- [Dataset entries]:
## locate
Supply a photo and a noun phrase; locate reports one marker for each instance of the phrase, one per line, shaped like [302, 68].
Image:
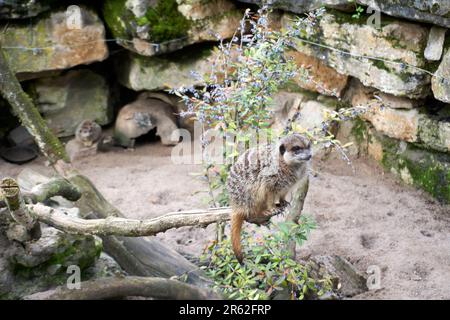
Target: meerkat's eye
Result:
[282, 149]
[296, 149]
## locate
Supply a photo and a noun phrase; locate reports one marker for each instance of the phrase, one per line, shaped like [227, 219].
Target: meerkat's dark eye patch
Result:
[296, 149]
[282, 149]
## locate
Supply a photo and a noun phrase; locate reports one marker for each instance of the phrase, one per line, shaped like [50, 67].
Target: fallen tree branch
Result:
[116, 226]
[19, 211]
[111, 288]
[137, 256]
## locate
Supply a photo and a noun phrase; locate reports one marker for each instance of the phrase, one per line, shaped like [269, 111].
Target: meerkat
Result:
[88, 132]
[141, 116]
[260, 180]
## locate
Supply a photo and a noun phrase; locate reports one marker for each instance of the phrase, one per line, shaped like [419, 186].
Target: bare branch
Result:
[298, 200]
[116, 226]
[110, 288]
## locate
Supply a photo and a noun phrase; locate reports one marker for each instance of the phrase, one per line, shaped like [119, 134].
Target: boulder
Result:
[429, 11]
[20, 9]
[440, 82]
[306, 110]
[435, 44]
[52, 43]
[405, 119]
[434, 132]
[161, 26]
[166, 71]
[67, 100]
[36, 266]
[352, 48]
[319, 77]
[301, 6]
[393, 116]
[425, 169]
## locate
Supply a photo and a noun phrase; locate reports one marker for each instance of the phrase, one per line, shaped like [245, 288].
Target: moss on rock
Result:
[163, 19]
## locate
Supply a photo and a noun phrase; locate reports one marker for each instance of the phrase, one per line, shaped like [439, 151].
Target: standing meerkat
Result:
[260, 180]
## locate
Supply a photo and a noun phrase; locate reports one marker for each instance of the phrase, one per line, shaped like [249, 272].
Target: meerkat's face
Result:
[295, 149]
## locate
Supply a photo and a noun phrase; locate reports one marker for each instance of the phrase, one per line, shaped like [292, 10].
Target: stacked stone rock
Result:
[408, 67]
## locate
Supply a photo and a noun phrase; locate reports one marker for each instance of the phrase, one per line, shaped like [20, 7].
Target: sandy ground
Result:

* * *

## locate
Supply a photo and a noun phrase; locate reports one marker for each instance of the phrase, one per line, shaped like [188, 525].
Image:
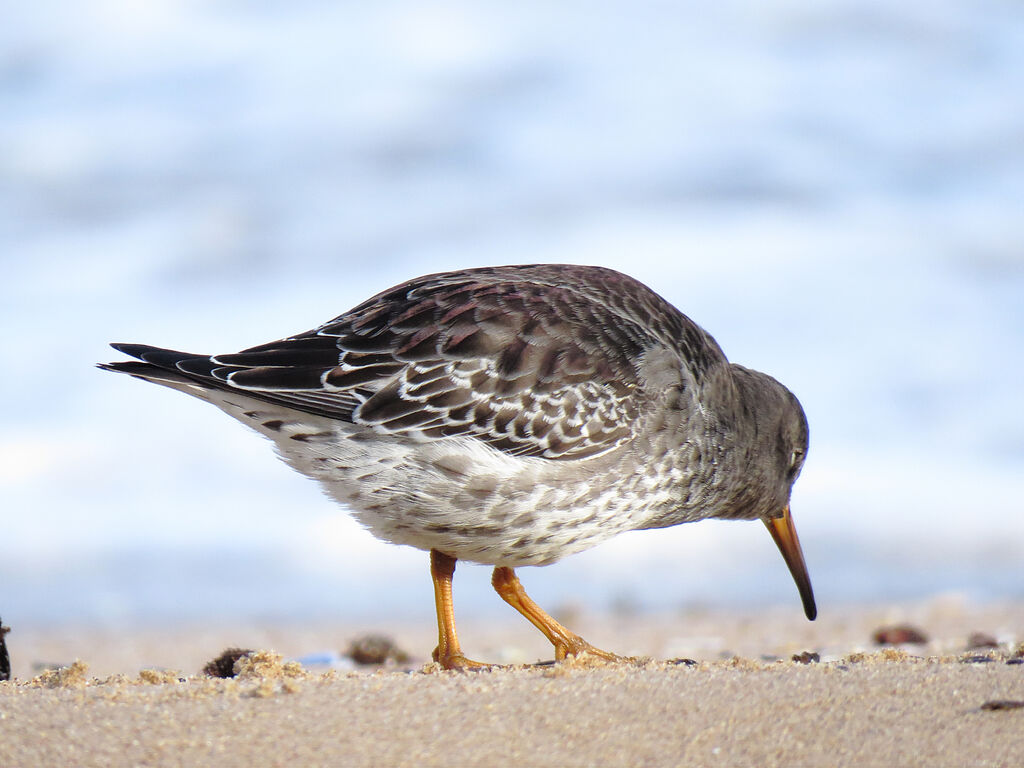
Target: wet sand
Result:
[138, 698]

- [Short problem]: Gather each line in the records above that contains the word "Target", and copy every such line in full.

- [Result of this task]:
Target: meerkat's eye
Target: meerkat's dark eye patch
Target: fallen tree branch
Target: meerkat
Target: bare branch
Target: boulder
Target: moss on rock
Target: standing meerkat
Target: meerkat's face
Target: stacked stone rock
Target: sandy ground
Target: wet sand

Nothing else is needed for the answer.